Who does Jerusalem really belong to?

Although Israel claims Jerusalem is a united city and that its municipality services Jewish and Arab neighborhoods alike, this has not been accurate for many years.

An Israeli woman (C) and a Palestinian woman gesture at one another during a protest by Palestinian women against Jewish visitors to the Temple Mount in Jerusalem's Old City (photo credit: REUTERS)
An Israeli woman (C) and a Palestinian woman gesture at one another during a protest by Palestinian women against Jewish visitors to the Temple Mount in Jerusalem's Old City
(photo credit: REUTERS)
 Many columns have been written about Israel’s inability to bring about quiet to the Gaza Strip and to reach a political or military agreement that would help normalize Gazans’ daily lives. But not much is written about Jerusalem.
Jerusalem was reunited in 1967 and has remained thus under full Israeli sovereignty since then. Israeli law rules there and Israeli police walk its streets.
But is Israel truly in control of all of Jerusalem? Since early 2012, there has been a marked increase in terrorist acts in east Jerusalem. Dozens of Molotov cocktails have been thrown at Jews, the light rail is constantly being stoned and hundreds of Arab youth have thrown stones at cars, telephone wires and electricity poles. There have been several stabbings involving knives and axes and terrorists have run over civilians with earth-movers and cars. The most recent incident was the attempted assassination of Yehudah Glick. The Shin Bet (Israel Security Agency) thankfully succeeded in identifying a number of local suspects either before or just after they carried out attacks and it has been quite impressive how quickly it has been able to uncover the identities of terrorists.
In east Jerusalem, though, the number of violent incidents has skyrocketed.
This is disturbingly reminiscent of how things were in 2000, just before the outbreak of the second intifada.
The dynamics and the security situation are extremely similar.

[Stated problem a]: Write out the stretch of the records from the line containing "Locate the necktie, then" through the line containing "[[144, 123]]", character for character.
The records that follow have no connection to the Jerusalem article.

[Data]:
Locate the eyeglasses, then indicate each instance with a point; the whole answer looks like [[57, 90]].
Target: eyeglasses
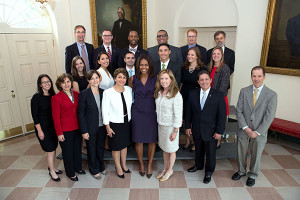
[[161, 36], [45, 82]]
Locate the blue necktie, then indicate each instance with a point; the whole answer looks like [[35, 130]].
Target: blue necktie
[[203, 100]]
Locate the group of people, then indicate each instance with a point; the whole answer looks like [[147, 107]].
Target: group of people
[[133, 96]]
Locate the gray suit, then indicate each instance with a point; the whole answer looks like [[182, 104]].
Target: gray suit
[[257, 119], [175, 55]]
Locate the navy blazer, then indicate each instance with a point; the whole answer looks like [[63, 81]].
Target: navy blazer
[[88, 113], [205, 123], [123, 52], [185, 49], [114, 57], [229, 58], [173, 66], [72, 51]]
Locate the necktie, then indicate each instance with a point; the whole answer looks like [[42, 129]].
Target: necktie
[[85, 59], [203, 100], [130, 73], [255, 97], [109, 54]]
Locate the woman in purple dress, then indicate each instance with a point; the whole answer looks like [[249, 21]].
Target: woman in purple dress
[[144, 123]]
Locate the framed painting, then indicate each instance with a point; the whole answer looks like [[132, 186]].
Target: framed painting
[[121, 15], [281, 45]]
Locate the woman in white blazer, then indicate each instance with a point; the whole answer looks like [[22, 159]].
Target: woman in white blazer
[[169, 104], [116, 112]]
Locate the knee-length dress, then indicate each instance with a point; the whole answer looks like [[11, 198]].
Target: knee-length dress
[[42, 114], [144, 119], [169, 116]]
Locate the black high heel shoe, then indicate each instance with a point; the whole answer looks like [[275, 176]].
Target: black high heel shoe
[[59, 171], [55, 179]]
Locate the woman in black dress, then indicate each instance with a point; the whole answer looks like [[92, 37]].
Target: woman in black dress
[[189, 79], [116, 112], [42, 117], [78, 71]]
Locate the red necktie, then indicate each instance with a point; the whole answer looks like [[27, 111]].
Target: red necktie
[[109, 54]]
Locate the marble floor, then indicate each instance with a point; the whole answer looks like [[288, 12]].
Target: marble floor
[[24, 175]]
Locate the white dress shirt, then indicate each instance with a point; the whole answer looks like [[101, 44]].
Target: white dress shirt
[[107, 81], [112, 106]]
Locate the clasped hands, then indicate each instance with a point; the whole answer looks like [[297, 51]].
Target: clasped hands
[[250, 133], [216, 135]]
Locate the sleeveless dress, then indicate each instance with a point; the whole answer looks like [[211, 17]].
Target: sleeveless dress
[[144, 118]]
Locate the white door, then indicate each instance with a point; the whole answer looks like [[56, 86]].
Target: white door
[[10, 114], [31, 55]]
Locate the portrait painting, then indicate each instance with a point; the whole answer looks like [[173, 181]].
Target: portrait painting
[[281, 46], [120, 17]]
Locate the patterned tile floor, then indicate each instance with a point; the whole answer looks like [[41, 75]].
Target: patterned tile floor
[[24, 175]]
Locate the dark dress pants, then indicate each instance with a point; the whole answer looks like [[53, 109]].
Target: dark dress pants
[[71, 151], [95, 150], [207, 148]]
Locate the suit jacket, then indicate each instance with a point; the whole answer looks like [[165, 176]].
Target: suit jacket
[[88, 113], [121, 33], [123, 52], [114, 56], [222, 79], [229, 58], [205, 123], [261, 116], [175, 55], [72, 51], [185, 49], [173, 66], [64, 112]]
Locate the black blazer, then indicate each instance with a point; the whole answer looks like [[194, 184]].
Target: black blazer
[[173, 66], [205, 123], [123, 52], [114, 56], [88, 113], [229, 58], [185, 49], [72, 51]]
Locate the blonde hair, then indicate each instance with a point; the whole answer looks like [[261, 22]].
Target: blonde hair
[[212, 62], [173, 88]]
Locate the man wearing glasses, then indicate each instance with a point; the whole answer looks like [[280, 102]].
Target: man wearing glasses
[[162, 37], [192, 42], [79, 48], [112, 51]]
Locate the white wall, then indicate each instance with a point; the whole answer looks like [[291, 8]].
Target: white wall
[[248, 16]]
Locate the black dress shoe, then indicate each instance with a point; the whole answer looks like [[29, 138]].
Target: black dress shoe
[[237, 176], [127, 171], [81, 172], [207, 179], [58, 172], [55, 179], [250, 182], [194, 168], [74, 178]]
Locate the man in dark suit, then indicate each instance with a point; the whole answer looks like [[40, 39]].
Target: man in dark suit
[[229, 55], [205, 119], [121, 30], [79, 48], [165, 62], [133, 47], [112, 51], [162, 37], [255, 112], [192, 42]]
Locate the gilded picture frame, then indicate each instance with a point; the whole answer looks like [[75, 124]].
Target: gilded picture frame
[[95, 35], [273, 18]]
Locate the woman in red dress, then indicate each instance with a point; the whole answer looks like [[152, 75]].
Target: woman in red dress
[[220, 75]]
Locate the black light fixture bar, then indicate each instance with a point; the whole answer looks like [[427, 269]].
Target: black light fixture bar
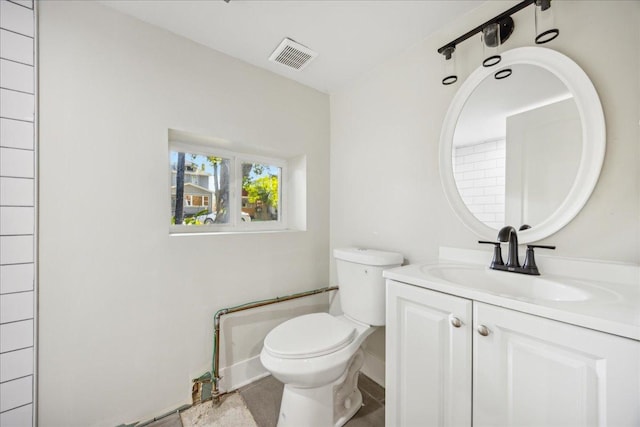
[[478, 29]]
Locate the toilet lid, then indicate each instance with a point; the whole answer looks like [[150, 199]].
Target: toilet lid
[[310, 335]]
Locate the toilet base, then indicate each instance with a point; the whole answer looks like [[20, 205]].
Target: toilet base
[[331, 405]]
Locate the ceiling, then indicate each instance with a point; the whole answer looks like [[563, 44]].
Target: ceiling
[[350, 37]]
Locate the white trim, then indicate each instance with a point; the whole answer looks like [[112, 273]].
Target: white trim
[[593, 146]]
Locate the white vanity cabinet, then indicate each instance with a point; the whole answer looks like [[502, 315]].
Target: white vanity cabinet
[[526, 370], [428, 358]]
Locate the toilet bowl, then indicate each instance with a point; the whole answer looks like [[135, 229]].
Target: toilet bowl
[[318, 356]]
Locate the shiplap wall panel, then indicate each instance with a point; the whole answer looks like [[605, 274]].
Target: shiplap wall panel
[[17, 213]]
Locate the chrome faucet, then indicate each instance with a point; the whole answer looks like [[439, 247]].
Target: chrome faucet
[[509, 234]]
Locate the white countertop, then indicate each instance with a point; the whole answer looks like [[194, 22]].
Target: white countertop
[[618, 313]]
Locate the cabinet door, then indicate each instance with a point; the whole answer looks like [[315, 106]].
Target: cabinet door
[[530, 371], [428, 359]]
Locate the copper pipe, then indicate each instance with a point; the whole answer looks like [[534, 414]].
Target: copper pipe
[[215, 392]]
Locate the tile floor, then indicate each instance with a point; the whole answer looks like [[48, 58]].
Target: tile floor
[[260, 400]]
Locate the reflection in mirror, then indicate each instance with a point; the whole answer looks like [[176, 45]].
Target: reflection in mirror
[[517, 147]]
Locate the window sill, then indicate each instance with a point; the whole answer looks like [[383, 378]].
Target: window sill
[[173, 233]]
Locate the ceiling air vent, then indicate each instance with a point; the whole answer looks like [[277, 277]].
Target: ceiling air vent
[[292, 55]]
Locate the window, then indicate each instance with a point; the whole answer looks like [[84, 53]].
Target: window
[[218, 190]]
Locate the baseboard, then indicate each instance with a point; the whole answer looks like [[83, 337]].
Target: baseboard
[[241, 374], [374, 368]]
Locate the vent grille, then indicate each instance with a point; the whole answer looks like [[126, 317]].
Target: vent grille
[[292, 55]]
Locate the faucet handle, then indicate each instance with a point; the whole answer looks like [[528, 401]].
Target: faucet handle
[[541, 246], [497, 252], [530, 260]]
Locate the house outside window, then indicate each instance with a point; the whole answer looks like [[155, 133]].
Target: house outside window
[[224, 191]]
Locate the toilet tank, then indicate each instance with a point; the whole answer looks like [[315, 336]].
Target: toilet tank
[[362, 290]]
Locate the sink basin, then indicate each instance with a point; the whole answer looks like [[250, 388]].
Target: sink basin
[[518, 286]]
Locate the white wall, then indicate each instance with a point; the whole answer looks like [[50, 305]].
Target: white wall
[[385, 129], [125, 309]]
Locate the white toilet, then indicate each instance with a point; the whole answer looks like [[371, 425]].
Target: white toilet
[[317, 356]]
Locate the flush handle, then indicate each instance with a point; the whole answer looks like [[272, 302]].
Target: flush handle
[[456, 322], [483, 330]]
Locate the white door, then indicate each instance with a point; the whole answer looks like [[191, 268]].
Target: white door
[[531, 371], [428, 358]]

[Stated problem b]: Reproduce the stretch of the Jerusalem article from "Although Israel claims" through "written about Jerusalem." word for word.

[Response a]:
Locate the necktie, then indicate each instance with a point; the whole answer looks like [[42, 129]].
Target: necktie
[[85, 59], [203, 100], [130, 73], [255, 97], [109, 54]]
Locate the woman in purple dress, then indicate each instance with a point; the whole answer looks like [[249, 21]].
Target: woman in purple dress
[[144, 123]]

[Response b]:
Although Israel claims Jerusalem is a united city and that its municipality services Jewish and Arab neighborhoods alike, this has not been accurate for many years.

An Israeli woman (C) and a Palestinian woman gesture at one another during a protest by Palestinian women against Jewish visitors to the Temple Mount in Jerusalem's Old City (photo credit: REUTERS)
An Israeli woman (C) and a Palestinian woman gesture at one another during a protest by Palestinian women against Jewish visitors to the Temple Mount in Jerusalem's Old City
(photo credit: REUTERS)
 Many columns have been written about Israel’s inability to bring about quiet to the Gaza Strip and to reach a political or military agreement that would help normalize Gazans’ daily lives. But not much is written about Jerusalem.